Detalhes da tarefa: Por favor, continue o texto sobre as pesquisas de Roxane no Butantan a partir da última frase apresentada.

Texto para revisão:
Desde o início da nova empreitada, Roxane já formou 20 mestres e nove doutores na área de bacteriologia, e consolidou um relevante grupo de pesquisa de diagnósticos para E. coli no Butantan. Foi coordenadora do Programa de Iniciação Científica (2012-2015) e do Programa de Pós-graduação em Toxinologia (2017-2021) do Instituto. Em 2022, tornou-se primeira secretária da Sociedade Brasileira de Microbiologia.


 

Epidemias de Zika, dengue e SARS-CoV-2

Preocupada com doenças infecciosas emergentes e reemergentes, a pesquisadora não parou por aí. Em 2015, durante a epidemia de Zika no Brasil, direcionou os esforços do grupo para desenvolver um diagnóstico rápido para a doença, em parceria com organizações como Instituto Adolfo Lutz, USP e Universidade Estadual Paulista (UNESP)

Alguns anos depois, na pandemia de Covid-19, Roxane desenvolveu anticorpos monoclonais para diagnóstico do SARS-CoV-2. O teste rápido e de baixo custo foi feito em parceria com a Universidade Federal de Minas Gerais e se mostrou capaz de detectar variantes da ômicron.

Dados extraídos:

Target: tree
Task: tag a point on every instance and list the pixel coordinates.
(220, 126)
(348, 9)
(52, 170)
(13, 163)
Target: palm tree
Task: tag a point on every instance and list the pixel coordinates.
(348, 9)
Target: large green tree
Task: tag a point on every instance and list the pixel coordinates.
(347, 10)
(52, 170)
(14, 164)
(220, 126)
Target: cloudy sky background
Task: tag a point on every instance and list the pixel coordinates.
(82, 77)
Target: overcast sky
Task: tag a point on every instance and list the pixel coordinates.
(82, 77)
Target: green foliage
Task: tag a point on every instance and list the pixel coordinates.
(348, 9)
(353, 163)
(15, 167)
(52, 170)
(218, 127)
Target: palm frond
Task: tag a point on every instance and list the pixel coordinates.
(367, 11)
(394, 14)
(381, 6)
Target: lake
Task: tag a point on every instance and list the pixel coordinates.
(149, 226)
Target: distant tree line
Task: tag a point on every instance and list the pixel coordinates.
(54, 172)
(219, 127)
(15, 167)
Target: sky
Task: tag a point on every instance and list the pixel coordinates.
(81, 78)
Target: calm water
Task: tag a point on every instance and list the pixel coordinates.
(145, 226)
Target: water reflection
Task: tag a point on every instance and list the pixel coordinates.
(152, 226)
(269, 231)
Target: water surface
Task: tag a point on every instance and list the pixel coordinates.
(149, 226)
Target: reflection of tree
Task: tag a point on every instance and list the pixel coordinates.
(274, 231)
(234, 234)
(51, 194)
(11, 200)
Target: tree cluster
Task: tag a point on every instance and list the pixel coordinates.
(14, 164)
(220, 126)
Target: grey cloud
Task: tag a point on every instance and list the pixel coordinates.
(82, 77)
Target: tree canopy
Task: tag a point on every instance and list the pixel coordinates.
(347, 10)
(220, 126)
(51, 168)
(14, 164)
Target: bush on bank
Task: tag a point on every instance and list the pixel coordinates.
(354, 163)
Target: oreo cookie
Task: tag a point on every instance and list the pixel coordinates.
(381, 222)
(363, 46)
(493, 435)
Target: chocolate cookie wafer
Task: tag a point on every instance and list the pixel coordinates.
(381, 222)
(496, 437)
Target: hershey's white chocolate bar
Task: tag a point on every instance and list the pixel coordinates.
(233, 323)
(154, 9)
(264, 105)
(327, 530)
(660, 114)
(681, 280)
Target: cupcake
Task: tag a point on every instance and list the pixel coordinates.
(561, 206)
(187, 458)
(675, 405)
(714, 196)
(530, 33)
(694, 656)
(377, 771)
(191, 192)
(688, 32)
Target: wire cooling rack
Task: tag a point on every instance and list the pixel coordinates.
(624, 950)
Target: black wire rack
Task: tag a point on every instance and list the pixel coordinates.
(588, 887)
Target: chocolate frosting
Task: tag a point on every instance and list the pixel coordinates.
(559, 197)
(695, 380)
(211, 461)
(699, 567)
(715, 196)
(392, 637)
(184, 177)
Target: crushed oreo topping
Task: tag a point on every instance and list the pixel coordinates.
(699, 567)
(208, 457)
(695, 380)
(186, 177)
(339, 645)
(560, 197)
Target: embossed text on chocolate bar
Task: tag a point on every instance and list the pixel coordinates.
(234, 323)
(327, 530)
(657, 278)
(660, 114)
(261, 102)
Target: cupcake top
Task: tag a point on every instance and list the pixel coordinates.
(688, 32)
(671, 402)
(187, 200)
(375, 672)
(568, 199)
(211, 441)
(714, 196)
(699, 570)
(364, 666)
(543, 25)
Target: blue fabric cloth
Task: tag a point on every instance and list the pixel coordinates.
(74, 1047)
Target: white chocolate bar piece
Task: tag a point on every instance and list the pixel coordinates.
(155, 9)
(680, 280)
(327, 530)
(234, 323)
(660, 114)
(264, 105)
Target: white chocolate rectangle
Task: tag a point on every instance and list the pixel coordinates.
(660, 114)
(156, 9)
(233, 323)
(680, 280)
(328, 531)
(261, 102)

Resposta do exercício:
Sua equipe também já desenvolveu anticorpos para diagnóstico da dengue, outra arbovirose importante que provocou mais de 1 milhão de casos e 200 mortes só no início de 2024, de acordo com o Ministério da Saúde.

Hoje, a pesquisadora trabalha com colaboradores da Escola Paulista de Medicina em um projeto para desenvolver testes capazes de detectar bactérias multirresistentes, que estão entre as 10 maiores ameaças à saúde pública segundo a Organização Mundial da Saúde (OMS).


Resiliência e equilíbrio

Casada há 33 anos, Roxane tem um filho de 27, engenheiro, e sempre contou muito com o marido para equilibrar a maternidade e a vida de pesquisadora. Fora dos laboratórios, adora se movimentar: pratica pilates e hidroginástica de duas a três vezes por semana. Mas também considera igualmente importantes os momentos de não fazer nada e ouvir música em casa no domingo à tarde – seu “ócio criativo”.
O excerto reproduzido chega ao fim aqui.